**Given records**
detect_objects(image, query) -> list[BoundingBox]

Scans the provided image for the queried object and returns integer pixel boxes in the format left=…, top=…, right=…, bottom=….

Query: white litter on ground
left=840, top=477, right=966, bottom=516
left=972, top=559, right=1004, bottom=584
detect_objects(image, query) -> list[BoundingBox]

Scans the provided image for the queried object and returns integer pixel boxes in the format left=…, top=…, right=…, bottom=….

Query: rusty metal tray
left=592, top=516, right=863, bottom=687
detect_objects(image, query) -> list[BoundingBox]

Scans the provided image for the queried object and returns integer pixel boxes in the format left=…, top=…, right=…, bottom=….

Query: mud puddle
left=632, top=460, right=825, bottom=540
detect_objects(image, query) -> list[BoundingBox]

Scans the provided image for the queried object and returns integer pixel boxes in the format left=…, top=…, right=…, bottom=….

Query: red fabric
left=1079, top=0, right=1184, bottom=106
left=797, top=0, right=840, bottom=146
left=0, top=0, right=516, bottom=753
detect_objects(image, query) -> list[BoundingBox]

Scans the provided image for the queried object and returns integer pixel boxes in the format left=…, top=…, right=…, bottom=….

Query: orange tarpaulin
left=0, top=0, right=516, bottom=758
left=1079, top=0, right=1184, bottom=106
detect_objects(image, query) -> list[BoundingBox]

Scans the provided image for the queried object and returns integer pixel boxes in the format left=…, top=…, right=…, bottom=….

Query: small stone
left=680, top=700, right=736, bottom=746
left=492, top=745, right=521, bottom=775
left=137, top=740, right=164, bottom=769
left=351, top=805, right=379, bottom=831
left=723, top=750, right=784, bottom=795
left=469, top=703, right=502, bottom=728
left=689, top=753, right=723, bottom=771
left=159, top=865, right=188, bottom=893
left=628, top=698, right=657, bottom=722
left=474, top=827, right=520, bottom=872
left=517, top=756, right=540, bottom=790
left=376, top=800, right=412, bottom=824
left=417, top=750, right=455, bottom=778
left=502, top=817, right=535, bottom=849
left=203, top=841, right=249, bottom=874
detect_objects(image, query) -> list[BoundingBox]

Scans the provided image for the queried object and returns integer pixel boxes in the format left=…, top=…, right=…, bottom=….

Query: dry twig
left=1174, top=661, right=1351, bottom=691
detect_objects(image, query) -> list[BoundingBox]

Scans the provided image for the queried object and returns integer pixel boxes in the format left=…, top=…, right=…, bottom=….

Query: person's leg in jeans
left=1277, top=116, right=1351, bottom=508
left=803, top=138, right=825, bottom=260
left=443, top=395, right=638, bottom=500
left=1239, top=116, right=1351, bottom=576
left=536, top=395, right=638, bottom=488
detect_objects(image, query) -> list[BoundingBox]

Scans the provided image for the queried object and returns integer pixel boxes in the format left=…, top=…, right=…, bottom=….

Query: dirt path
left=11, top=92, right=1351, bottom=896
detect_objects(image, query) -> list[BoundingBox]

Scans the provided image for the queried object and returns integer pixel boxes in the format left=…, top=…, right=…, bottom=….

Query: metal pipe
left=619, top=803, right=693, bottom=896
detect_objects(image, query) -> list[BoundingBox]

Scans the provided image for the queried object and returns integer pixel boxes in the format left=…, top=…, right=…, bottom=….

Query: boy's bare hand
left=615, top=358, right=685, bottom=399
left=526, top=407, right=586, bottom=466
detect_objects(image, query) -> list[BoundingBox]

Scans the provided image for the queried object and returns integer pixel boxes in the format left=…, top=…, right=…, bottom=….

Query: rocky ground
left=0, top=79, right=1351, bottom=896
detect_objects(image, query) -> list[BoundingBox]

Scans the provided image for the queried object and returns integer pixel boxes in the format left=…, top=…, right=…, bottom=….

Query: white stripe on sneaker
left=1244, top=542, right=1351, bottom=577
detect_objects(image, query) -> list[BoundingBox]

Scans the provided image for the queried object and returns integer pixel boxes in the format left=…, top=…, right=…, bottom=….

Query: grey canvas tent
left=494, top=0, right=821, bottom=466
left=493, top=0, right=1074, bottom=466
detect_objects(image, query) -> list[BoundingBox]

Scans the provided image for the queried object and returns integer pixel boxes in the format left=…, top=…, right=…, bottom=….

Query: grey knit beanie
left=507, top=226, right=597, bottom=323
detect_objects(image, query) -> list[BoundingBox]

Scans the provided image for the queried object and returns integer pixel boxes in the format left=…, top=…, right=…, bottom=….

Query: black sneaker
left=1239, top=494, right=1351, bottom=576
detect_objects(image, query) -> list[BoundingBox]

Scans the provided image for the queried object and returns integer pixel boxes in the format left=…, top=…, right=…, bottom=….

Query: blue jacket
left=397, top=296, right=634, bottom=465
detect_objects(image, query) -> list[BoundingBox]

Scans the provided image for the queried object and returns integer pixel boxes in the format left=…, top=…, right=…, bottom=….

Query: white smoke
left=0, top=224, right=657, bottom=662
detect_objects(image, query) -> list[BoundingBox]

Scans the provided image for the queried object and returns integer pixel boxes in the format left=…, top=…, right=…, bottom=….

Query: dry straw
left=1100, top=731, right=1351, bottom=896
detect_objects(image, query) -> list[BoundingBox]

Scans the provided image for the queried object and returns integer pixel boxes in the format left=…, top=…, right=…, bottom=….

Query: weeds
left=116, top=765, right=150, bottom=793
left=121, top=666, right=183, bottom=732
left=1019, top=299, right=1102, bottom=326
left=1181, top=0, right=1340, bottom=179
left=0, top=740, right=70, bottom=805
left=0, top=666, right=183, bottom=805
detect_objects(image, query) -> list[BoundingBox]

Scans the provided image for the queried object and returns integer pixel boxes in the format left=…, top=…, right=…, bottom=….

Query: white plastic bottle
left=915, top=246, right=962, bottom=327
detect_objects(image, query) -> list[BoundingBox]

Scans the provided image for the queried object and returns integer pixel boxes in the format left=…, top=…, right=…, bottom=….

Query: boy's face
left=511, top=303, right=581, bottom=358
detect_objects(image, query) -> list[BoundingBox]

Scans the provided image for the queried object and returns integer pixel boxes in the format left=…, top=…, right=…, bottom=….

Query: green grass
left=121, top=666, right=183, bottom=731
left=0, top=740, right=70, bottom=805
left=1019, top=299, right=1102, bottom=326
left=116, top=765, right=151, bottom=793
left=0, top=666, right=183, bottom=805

**Exercise brief**
Please print every line of the items above verbatim, from the first item through the last, with nothing changed, added, or left out.

**Correct output**
detect_objects(image, query) -> list[BoundingBox]

Scans the provided image for the queried object and returns integer pixel boxes in the format left=…, top=…, right=…, bottom=….

Query: white litter on ground
left=840, top=477, right=966, bottom=516
left=972, top=559, right=1004, bottom=584
detect_objects(image, query) -> list[BoundingBox]

Scans the provided image for the queried object and returns integer pixel boxes in the format left=…, top=…, right=…, bottom=….

Query: rusty metal tray
left=592, top=516, right=863, bottom=687
detect_objects(image, query) -> list[BoundingBox]

Scans the provided image for the queried object and returns integer pixel boxes in the format left=…, top=…, right=…, bottom=….

Query: mud puddle
left=632, top=460, right=825, bottom=540
detect_objects(image, query) -> list[BoundingBox]

Scans the provided image for the queried object and returns integer pixel boxes in the format left=…, top=…, right=…, bottom=….

Query: red fabric
left=1079, top=0, right=1184, bottom=106
left=797, top=0, right=840, bottom=146
left=0, top=0, right=516, bottom=753
detect_objects(image, query) -> list[BoundingBox]

Scans the provided image for the queried object and returns integer pixel boxes in the format left=…, top=…, right=…, bottom=….

Query: orange tarpaulin
left=0, top=0, right=516, bottom=758
left=1079, top=0, right=1184, bottom=106
detect_objects(image, query) -> list[BoundingBox]

Scans the provided image for the queried object and returns integer pixel boxes in the format left=…, top=…, right=…, bottom=….

Query: small stone
left=680, top=700, right=736, bottom=746
left=492, top=745, right=521, bottom=775
left=137, top=740, right=164, bottom=769
left=351, top=805, right=379, bottom=831
left=723, top=750, right=784, bottom=795
left=469, top=703, right=502, bottom=728
left=689, top=753, right=723, bottom=771
left=159, top=865, right=188, bottom=893
left=628, top=698, right=657, bottom=722
left=474, top=827, right=520, bottom=872
left=517, top=756, right=540, bottom=790
left=376, top=800, right=412, bottom=824
left=417, top=750, right=455, bottom=778
left=502, top=817, right=535, bottom=849
left=203, top=841, right=249, bottom=874
detect_objects(image, query) -> list[BoundingBox]

Scans the provided image for the queried object and returns integer pixel boxes in the format left=…, top=…, right=…, bottom=….

Query: dry twig
left=1174, top=661, right=1351, bottom=691
detect_objects(image, query) -> list[BoundingBox]

Scans the provided image for the queried object and returns integer pixel boxes in the format left=…, top=…, right=…, bottom=….

Query: person's leg in jeans
left=1277, top=116, right=1351, bottom=508
left=803, top=138, right=825, bottom=260
left=443, top=395, right=638, bottom=500
left=1239, top=116, right=1351, bottom=576
left=536, top=395, right=638, bottom=488
detect_objects(image, query) -> list[BoundingBox]

Scans the provided image for the queried object and returns integer pixel boxes in the format left=…, top=…, right=…, bottom=….

Query: dirt path
left=11, top=92, right=1351, bottom=896
detect_objects(image, query) -> list[BoundingBox]

Scans the provided image for the queried object and returns integer pixel boxes in the format left=…, top=…, right=…, bottom=….

Query: metal pipe
left=619, top=803, right=693, bottom=896
detect_objects(image, query) -> list[BoundingBox]

Scans the provided image for the queried object and returns integer pixel boxes in the format left=…, top=…, right=…, bottom=….

Query: boy's bare hand
left=615, top=358, right=685, bottom=399
left=526, top=407, right=586, bottom=466
detect_objects(image, query) -> list[BoundingBox]

Scans the provided image for the queried object and returns integer pixel boxes in the format left=…, top=…, right=…, bottom=….

Query: rocky ground
left=0, top=79, right=1351, bottom=896
detect_objects(image, query) -> list[BoundingBox]

Scans the provided image for the queried object and returns integer pixel boxes in the format left=…, top=…, right=…, bottom=….

Query: white stripe on sneaker
left=1244, top=542, right=1351, bottom=577
detect_objects(image, query) -> list[BoundingBox]

Scans the provided image for the queried object and returns integer pixel boxes in the format left=…, top=…, right=…, bottom=….

Query: grey canvas tent
left=494, top=0, right=821, bottom=466
left=493, top=0, right=1074, bottom=466
detect_objects(image, query) -> list[BoundingBox]

Scans the provided image for the queried object and returns integer pixel boxes in the format left=…, top=…, right=…, bottom=….

Query: grey knit beanie
left=507, top=226, right=597, bottom=323
detect_objects(image, query) -> list[BoundingBox]

Scans the provided image for the queried object and returns integer pixel boxes in the format left=…, top=…, right=…, bottom=….

Query: black sneaker
left=1239, top=494, right=1351, bottom=576
detect_objects(image, query) -> list[BoundingBox]

Scans the provided image for the queried object and returns integer pixel boxes in the format left=…, top=…, right=…, bottom=….

Query: blue jacket
left=397, top=296, right=634, bottom=465
detect_objects(image, query) -> list[BoundingBox]

Scans the provided image for the queried object and returns integer pixel boxes in the format left=…, top=…, right=…, bottom=….

Query: white smoke
left=0, top=224, right=657, bottom=662
detect_objects(image, query) -> list[BoundingBox]

Scans the provided image for the queried object and returns integer pixel boxes in the format left=…, top=…, right=…, bottom=….

Query: dry straw
left=1100, top=731, right=1351, bottom=896
detect_objects(image, query) -> list[BoundingBox]

Scans the provided image for the queried object and returns integer pixel boxes in the format left=…, top=…, right=…, bottom=….

Query: weeds
left=116, top=765, right=150, bottom=793
left=121, top=666, right=183, bottom=732
left=1019, top=299, right=1102, bottom=326
left=1181, top=0, right=1340, bottom=179
left=0, top=740, right=70, bottom=805
left=0, top=666, right=183, bottom=805
detect_objects(image, query) -> list[BoundingBox]

Scans the provided image for the queried object and returns integer pixel boxes in the format left=…, top=…, right=…, bottom=….

Query: white plastic bottle
left=915, top=246, right=962, bottom=327
detect_objects(image, query) -> list[BoundingBox]

Scans the provided image for the queried object and returns integer pixel boxes in the format left=…, top=…, right=…, bottom=….

Query: boy's face
left=511, top=303, right=581, bottom=358
detect_objects(image, query) -> list[BoundingBox]

Scans the provided image for the queried object and returns integer pixel boxes in the format left=…, top=…, right=…, bottom=….

Query: green grass
left=121, top=666, right=183, bottom=731
left=0, top=740, right=70, bottom=805
left=1019, top=299, right=1102, bottom=326
left=116, top=765, right=151, bottom=793
left=0, top=666, right=183, bottom=805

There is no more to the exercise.